** Opening Data for processing block **

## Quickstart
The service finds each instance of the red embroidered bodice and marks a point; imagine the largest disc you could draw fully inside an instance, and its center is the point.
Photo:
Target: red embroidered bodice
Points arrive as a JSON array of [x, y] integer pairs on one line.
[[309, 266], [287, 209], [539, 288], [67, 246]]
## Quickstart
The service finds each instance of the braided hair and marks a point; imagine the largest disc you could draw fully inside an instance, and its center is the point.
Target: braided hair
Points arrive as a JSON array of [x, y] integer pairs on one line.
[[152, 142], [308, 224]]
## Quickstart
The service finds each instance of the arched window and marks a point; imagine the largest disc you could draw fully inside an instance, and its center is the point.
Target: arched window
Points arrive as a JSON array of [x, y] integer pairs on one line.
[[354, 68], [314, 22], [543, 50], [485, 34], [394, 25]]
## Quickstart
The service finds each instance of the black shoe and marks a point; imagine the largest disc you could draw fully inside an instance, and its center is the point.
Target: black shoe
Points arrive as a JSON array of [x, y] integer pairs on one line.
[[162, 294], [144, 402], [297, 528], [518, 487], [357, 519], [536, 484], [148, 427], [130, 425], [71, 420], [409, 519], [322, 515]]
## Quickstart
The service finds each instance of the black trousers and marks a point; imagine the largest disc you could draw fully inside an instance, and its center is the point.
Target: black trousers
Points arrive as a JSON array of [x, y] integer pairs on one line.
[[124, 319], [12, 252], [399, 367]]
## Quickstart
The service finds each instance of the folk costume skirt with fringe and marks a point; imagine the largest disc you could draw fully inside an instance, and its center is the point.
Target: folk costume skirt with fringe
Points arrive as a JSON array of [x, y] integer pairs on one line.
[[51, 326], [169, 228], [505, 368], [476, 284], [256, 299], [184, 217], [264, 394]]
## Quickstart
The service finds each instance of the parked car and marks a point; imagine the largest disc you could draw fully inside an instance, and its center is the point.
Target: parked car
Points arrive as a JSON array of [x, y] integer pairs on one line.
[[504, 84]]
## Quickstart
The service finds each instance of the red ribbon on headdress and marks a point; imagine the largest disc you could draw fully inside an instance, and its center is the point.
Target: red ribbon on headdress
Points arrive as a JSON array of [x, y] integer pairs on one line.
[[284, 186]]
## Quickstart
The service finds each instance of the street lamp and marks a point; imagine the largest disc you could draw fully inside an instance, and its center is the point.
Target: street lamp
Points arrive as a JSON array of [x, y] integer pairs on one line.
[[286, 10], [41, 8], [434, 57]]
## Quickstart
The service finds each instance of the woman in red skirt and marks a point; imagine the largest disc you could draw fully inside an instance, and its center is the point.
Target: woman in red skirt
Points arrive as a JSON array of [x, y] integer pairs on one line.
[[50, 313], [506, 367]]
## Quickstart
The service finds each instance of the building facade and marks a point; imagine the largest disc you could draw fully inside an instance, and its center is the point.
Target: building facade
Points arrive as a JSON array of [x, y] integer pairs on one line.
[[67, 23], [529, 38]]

** Closing Data for processing block **

Work task: Across the entries above, find each line with the word "parked" and please copy it out.

Finished exercise:
The service finds each instance of the parked car and marks a point; imagine the largest disc you could draw fully inside an instance, and its center is the point.
Target: parked car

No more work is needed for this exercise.